> _Seçilen Metin_
Yaşlılara
gösterdikleri saygıları, misafirlerine
duydukları sevgileri, özgün yemekleri
ve danslarıyla Çerkesler, içimizden
birileri. Ne Türkiye'de yaşayanlar
onlara azınlık diye bakmış, ne de
onlar azınlık olduklarını
hissetmişler. Yüz küsur yıl önce
Türkiye topraklarına ayak basan bu
insanlar, daha yüzlerce yıl dostça,
kardeşçe içimizden birileri olarak
yaşamaya devam edecekler.
Her
yıl Mayıs ayında, İstanbul'dan topu
topu bir saat uzaklıkta, büyük bir
coşkunun, büyük bir heyecanın
yaşandığını söyleselerdi biz de
inanmazdık. Gidip görmeden sizin de
inanmanız mümkün değil.
Bir
yanda, çiçekçiler seralardan
getirdikleri çiçekleri satıyor, onun
hemen yanıbaşındaki tezgahtan mis gibi
köfte kokuları geliyor. Biraz ileride
bir baloncu, rengarenk balonları ile
çocukları cezbedebilme kavgası
verirken, lunaparklarda görmeye
alıştığımız "5 halka 5 bin liraya"

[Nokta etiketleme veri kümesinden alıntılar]
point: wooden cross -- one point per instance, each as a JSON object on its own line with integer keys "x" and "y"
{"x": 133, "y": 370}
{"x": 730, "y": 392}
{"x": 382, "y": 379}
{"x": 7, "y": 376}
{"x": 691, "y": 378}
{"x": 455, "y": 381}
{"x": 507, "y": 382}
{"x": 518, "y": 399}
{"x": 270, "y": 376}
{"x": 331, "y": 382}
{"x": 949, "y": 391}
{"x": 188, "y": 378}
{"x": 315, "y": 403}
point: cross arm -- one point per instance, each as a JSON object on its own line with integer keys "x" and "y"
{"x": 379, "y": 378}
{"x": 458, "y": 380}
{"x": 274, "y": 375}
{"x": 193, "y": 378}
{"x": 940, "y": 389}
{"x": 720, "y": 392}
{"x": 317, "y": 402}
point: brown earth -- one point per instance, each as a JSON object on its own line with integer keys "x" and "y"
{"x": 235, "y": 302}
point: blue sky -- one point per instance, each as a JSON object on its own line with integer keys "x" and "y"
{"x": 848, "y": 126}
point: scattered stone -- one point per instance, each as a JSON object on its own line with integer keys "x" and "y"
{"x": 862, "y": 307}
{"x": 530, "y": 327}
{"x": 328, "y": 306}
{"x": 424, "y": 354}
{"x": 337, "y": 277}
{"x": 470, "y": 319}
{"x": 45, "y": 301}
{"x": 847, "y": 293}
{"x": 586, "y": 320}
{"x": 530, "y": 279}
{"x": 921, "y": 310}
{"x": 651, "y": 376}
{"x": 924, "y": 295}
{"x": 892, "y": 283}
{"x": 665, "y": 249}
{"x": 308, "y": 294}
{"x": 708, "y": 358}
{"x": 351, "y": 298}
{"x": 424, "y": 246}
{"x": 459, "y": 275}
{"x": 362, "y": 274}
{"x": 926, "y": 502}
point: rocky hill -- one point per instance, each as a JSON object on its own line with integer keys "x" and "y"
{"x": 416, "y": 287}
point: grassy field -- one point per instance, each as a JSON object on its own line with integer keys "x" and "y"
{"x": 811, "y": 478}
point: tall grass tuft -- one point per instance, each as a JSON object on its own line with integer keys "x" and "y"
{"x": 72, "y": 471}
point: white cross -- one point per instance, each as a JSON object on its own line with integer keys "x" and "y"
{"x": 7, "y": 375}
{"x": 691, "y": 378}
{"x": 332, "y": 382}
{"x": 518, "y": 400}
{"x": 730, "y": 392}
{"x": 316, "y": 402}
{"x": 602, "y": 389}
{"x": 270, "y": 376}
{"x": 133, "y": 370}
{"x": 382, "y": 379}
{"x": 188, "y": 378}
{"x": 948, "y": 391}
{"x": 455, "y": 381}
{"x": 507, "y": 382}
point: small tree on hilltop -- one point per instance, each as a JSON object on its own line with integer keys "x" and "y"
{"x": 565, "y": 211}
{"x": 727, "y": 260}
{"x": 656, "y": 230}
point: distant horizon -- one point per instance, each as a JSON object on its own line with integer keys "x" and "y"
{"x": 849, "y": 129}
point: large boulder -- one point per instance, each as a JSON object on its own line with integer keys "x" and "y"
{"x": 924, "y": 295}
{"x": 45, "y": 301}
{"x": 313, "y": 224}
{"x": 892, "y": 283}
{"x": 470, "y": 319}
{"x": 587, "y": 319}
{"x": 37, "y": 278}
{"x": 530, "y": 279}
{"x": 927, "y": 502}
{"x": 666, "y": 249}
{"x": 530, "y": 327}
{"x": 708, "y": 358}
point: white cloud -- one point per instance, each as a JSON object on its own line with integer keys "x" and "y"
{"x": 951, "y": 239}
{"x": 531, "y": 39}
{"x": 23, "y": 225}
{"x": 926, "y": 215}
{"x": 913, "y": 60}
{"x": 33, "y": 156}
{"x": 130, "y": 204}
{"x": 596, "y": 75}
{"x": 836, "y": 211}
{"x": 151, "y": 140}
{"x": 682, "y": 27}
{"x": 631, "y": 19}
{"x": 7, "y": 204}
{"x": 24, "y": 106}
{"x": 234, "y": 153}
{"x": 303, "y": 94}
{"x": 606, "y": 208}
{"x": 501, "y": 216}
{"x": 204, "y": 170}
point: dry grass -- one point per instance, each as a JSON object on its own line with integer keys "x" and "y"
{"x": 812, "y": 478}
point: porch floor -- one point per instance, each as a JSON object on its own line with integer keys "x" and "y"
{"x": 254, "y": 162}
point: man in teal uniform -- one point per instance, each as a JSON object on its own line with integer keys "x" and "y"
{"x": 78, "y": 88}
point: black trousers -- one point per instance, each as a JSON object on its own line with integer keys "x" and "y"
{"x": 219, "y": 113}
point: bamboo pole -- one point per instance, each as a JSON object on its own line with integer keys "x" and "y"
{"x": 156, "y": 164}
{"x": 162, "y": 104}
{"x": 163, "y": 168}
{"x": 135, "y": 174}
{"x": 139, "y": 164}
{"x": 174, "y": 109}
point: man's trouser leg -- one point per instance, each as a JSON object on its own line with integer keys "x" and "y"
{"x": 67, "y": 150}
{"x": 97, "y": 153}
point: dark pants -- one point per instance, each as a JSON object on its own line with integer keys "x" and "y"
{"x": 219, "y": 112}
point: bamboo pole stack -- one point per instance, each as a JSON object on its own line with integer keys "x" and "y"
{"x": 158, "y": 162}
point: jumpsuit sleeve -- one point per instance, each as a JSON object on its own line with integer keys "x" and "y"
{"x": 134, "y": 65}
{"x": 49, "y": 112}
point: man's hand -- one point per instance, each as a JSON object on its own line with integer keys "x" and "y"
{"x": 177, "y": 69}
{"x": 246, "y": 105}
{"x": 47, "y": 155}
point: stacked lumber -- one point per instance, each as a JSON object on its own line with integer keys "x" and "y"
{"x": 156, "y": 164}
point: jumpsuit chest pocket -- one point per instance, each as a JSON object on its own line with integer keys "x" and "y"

> _Yönerge_
Lütfen Çerkeslerle ilgili metni baştan sona, hiçbir değişiklik yapmadan kopyalayın.

> _Örnek Yanıt_
Yaşlılara
gösterdikleri saygıları, misafirlerine
duydukları sevgileri, özgün yemekleri
ve danslarıyla Çerkesler, içimizden
birileri. Ne Türkiye'de yaşayanlar
onlara azınlık diye bakmış, ne de
onlar azınlık olduklarını
hissetmişler. Yüz küsur yıl önce
Türkiye topraklarına ayak basan bu
insanlar, daha yüzlerce yıl dostça,
kardeşçe içimizden birileri olarak
yaşamaya devam edecekler.
Her
yıl Mayıs ayında, İstanbul'dan topu
topu bir saat uzaklıkta, büyük bir
coşkunun, büyük bir heyecanın
yaşandığını söyleselerdi biz de
inanmazdık. Gidip görmeden sizin de
inanmanız mümkün değil.
Bir
yanda, çiçekçiler seralardan
getirdikleri çiçekleri satıyor, onun
hemen yanıbaşındaki tezgahtan mis gibi
köfte kokuları geliyor. Biraz ileride
bir baloncu, rengarenk balonları ile
çocukları cezbedebilme kavgası
verirken, lunaparklarda görmeye
alıştığımız "5 halka 5 bin liraya"